> PASSAGE PROVIDED:
I blame this long lapse on the Pandemic. Being restricted should have had the opposite effect. With few distractions, wouldn’t I have wanted to write? It appears I was absorbed by the drama — the suffering and deaths, the stories every night on television of the terrors of intubation, of patients having to die alone, and families for fear of catching the disease prevented from being at the bedsides of loved ones.
As if this wasn’t enough, what was happening to our democracy under a “leadership” where lies always prevailed over truth.
But as a lover of nature, nothing equaled the horror of my beloved earth being irrevocably changed by a new climate, where the west shriveled under an ever hotter sun where rainfall came in bursts or not at all. A lover of clouds, flowing streams and the beguiling scent of the first few drops of rain at the beginning of a storm, I was a lost soul unmoored from everything I held dear.
Today is February 10, 2022, the second day when the thermometer topped 84 degrees and when less than a tenth of an inch of rain fell during January, considered one of the rainiest months. After a December of generous rain (almost 10 inches), we thought this was a good start to a good winter.

> RECORDED INFORMATION:
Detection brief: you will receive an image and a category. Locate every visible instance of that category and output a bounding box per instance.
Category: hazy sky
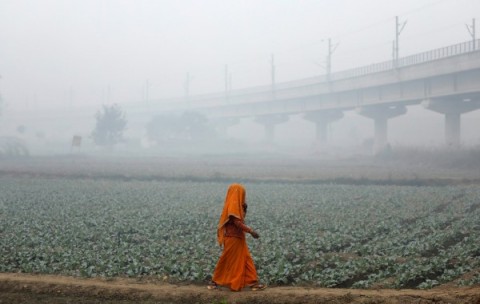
[0,0,480,108]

> WORK TO BE COMPLETED:
Can you pick up the passage above about the pandemic years and the dry winter of 2022 and continue it from its last sentence?

> EXERCISE OUTPUT:
I try to write something every day. I’m committed to writing a nature column for our retirement facility’s monthly newsletter. I make uninspired entries in my nature notebook. I have kept these notebooks since the 1980s when I lived in the Berkeley Hills in a house with it’s view over the Bay. The open land next to me provided a generous helping of natural events. What I write now is a cursory almanac of when I got up, the current temperature and weather forecast. At least something. To both deepen and elevate my thoughts, I had resolved to read a poem every day, but of course I haven’t.
I still have my moments of joy like this week when the brilliant observations in Rebecca Solnit’s “Orwell’s Roses” shook me awake enough to write some passages in my notebook with the bold black pen I now use.
Though I’m not sure it belongs in my Santa Barbara blog, I was inspired to write a heartfelt piece about Angora Lake as yet another forest fire ate its way up the western flank of the Sierra Nevada. It might be worth publishing if only to jog the feelings of readers about their mountain retreat.